Session du Conseil régional du 18 novembre 2014 : Intervention liminaire de Pierre Pommarel
Par nicole rouaire le mardi 18 novembre 2014, 10:07 - Voeux, discours, communiqués - Lien permanent
Monsieur le Président, mes chers collègues,
« Nous donnons l’impression de ne plus porter un projet politique. Bien sûr être de gauche, c’est bien gérer l’argent public, maîtriser dettes et déficits. Mais aujourd’hui le moyen est devenu le but. Le cap est devenu une succession de courbes et de chiffres, 50 milliards, 41 milliards, 3%... Les Français ne voient plus à quoi servent leurs efforts ».
Oui Monsieur le Président, vous avez raison d’être enfin sorti du bois vis-à-vis de la politique du gouvernement, en cosignant la contribution de Martine Aubry à laquelle je viens de faire référence et en dénonçant « les vieilles recettes libérales, les reculs dont l’effet sur l’emploi est au mieux insignifiant, au pire inexistant. »
L'effet pour les collectivités est catastrophique, elles qui réalisent 70% de l’investissement public et à qui l’Etat ponctionne sans discernement 17 milliards d’euros de recettes au total sur la période 2015-2017, dont 440 millions par an aux Régions, elles qui ne représentent pourtant qu’1% du déficit de la France, elles qui subissent des transferts de charges mal compensées, et dont l’autonomie financière est réduite à la portion congrue, la faute à une réforme fiscale d’envergure passée aux oubliettes.

• [LISTE DES DONNÉES]
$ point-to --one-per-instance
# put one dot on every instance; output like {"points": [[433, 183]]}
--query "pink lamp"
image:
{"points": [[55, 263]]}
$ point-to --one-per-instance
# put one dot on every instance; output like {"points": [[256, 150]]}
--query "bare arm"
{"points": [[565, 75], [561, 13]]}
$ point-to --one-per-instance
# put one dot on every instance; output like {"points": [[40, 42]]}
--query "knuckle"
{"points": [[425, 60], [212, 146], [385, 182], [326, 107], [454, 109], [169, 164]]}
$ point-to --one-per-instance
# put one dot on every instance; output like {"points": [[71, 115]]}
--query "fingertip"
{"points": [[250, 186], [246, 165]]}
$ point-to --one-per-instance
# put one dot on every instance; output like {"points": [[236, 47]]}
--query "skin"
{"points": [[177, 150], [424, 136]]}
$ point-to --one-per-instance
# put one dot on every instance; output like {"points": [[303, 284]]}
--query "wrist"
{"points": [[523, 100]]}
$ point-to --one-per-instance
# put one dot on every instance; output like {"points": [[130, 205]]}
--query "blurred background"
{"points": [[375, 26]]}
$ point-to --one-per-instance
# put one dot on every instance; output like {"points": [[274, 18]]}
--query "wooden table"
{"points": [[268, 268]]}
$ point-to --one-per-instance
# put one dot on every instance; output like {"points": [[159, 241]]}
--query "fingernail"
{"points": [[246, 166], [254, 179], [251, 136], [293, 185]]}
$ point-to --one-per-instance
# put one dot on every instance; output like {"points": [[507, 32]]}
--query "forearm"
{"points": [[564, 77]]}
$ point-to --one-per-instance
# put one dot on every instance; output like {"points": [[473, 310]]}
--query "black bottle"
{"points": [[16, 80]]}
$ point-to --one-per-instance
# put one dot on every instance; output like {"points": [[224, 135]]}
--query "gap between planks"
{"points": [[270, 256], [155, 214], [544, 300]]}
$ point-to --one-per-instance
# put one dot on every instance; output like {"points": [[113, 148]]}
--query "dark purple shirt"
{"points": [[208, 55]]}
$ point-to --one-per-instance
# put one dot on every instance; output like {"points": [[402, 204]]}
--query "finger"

• [CONSIGNE] Relevez tous les pourcentages cités dans l'intervention liminaire ci-dessus, dans leur ordre d'apparition.

• [CORRIGÉ] 3%, 70%, 1%